**Work item**
Please set down every entry again exactly as it stands, without the pictures.

**Provided data**
┌────────

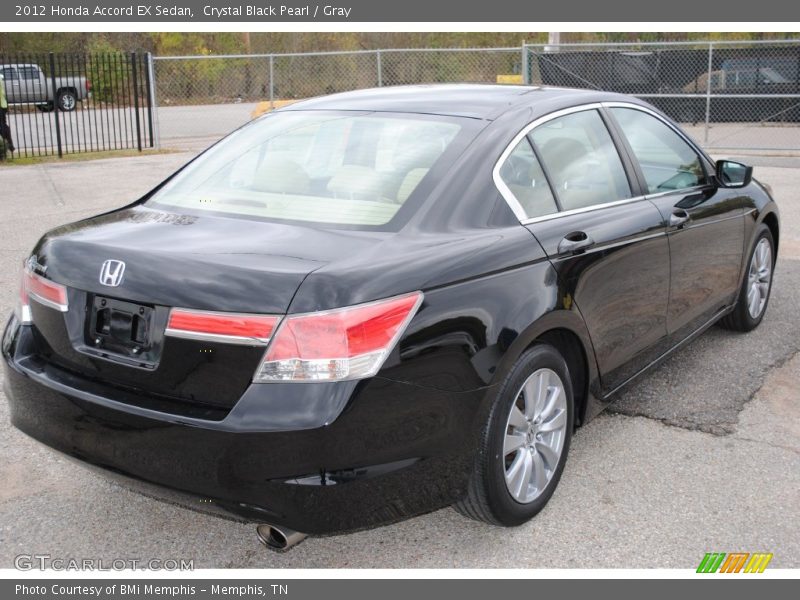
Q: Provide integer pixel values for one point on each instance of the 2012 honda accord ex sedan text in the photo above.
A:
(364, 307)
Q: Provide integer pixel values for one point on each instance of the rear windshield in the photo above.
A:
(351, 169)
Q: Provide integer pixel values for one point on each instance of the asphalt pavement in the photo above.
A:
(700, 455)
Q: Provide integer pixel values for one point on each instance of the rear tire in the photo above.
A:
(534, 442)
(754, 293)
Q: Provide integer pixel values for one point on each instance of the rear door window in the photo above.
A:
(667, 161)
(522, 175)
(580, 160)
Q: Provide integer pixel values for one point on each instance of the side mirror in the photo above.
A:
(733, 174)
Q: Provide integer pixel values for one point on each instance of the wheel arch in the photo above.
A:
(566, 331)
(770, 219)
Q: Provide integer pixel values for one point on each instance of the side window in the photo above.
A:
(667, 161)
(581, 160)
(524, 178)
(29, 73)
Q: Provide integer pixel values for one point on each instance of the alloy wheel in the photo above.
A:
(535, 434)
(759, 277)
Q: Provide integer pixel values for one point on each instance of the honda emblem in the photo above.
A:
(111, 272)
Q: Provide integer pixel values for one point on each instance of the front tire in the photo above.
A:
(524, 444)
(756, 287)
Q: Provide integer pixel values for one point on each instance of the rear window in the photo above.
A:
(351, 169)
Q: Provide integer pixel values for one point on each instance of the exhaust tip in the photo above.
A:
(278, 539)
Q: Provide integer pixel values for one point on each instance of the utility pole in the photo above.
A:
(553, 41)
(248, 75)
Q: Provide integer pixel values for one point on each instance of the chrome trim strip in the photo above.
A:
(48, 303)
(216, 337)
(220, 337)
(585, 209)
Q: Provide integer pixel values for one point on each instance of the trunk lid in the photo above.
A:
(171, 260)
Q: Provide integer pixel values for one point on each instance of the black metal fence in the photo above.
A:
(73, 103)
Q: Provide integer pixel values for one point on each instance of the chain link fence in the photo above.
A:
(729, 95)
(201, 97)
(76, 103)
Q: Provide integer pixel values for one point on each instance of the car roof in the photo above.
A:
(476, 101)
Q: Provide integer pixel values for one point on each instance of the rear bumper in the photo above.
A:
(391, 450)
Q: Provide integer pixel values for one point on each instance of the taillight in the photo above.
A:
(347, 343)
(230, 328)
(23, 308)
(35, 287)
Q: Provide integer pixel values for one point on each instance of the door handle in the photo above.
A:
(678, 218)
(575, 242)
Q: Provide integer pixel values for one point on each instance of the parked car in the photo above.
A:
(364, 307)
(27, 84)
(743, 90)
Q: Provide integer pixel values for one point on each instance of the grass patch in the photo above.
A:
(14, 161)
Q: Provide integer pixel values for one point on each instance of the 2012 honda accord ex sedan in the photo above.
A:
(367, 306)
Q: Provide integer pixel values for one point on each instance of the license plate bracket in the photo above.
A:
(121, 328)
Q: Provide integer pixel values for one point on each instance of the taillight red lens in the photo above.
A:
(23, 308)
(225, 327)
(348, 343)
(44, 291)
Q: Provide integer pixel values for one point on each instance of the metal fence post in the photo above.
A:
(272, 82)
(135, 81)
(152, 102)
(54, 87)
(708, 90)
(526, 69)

└────────

**Response to the task**
Q: Provide integer pixel values for one point on each instance of the 2012 honda accord ex sedan text in the photo above.
A:
(364, 307)
Q: Provide integer pixel values for one point on each instance of the rear windshield in the photo above.
A:
(351, 169)
Q: Provide integer pixel values for one point on each instance of the asphalt pavement in the photo above.
A:
(700, 455)
Q: Provide integer pixel values for one point on each instance of the rear tire in the photo above.
A:
(534, 442)
(754, 293)
Q: Provide integer pixel values for one point on each instance of the rear door window in the photo above.
A:
(667, 161)
(522, 175)
(580, 160)
Q: Provide integer pixel values for one point on each instance of the side mirror in the photo above.
A:
(733, 174)
Q: Provide integer pixel values for one point on each instance of the wheel arch in the photo above.
A:
(566, 331)
(770, 219)
Q: Provide integer pixel values for one point on each instance of the side window in the photo above.
A:
(667, 161)
(581, 160)
(524, 178)
(29, 73)
Q: Provide integer pixel values for one point on each instance of the alloy wheel in the photo above.
A:
(535, 434)
(759, 277)
Q: Provide integer pixel values for one point on each instance of the honda emblem in the photo above.
A:
(111, 272)
Q: Provide integer pixel values for one point on each instance of the front tire in the photo above.
A:
(524, 444)
(756, 287)
Q: Provide integer pixel values for one point on each instance of the rear window in the photo above.
A:
(351, 169)
Q: Provide integer pixel values for one point on each instance of the exhaust tip in the photo above.
A:
(278, 539)
Q: Provide integer pixel values for one point on each instance of the utility pole in the photo above.
A:
(553, 41)
(248, 75)
Q: Provide integer pixel values for one point on each instance of the chrome trim strip in the photo above.
A:
(48, 303)
(216, 337)
(220, 337)
(585, 209)
Q: Provide integer pixel values for one point on each instance of the trunk lid in the photo above.
A:
(171, 260)
Q: Provide integer pixel values for one point on each instance of the black metal fence in the photo above.
A:
(73, 103)
Q: Provide integer pixel values for one point on each instance of the chain link fence in the photo above.
A:
(729, 95)
(201, 97)
(76, 103)
Q: Provide integer pixel values for one point on each instance of the car roof in the photo above.
A:
(476, 101)
Q: Provide integer pixel values for one point on each instance of the rear bumper in the photo above.
A:
(391, 450)
Q: Provide integer pixel values for one point on each instance of the taillight in the photo above.
A:
(347, 343)
(230, 328)
(23, 308)
(35, 287)
Q: Provide integer pixel values for one point on each instance of the door handle in the photo above.
A:
(678, 218)
(575, 242)
Q: Provide integer pixel values for one point on each instance of the parked car in the photo above.
A:
(364, 307)
(27, 84)
(743, 90)
Q: Provide integer pixel values for one point on each instance of the grass patch in the photo above.
A:
(14, 161)
Q: Provide integer pixel values for one point on each instance of the 2012 honda accord ex sedan in the photo above.
A:
(367, 306)
Q: Provide integer pixel values for one point on each instance of the license plate bracket in the photo above.
A:
(121, 328)
Q: Provide integer pixel values for one point on each instance of the taillight red lens in the photo above.
A:
(23, 308)
(225, 327)
(348, 343)
(44, 291)
Q: Provide integer pixel values for one point on each instance of the metal fence post in the photo above.
A:
(272, 82)
(135, 81)
(152, 102)
(54, 87)
(708, 90)
(526, 69)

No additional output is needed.